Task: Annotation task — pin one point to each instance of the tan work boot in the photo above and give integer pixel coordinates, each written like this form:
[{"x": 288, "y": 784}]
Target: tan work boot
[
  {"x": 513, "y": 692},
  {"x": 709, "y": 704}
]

****

• PROBLEM DETAILS
Restate the material above word for word, leaving nothing out.

• TASK ANSWER
Task: Annotation task — pin one point to each instance of the tan work boot in the photo above and give integer pixel coordinates, each written like this form:
[{"x": 288, "y": 784}]
Target: tan work boot
[
  {"x": 513, "y": 692},
  {"x": 709, "y": 704}
]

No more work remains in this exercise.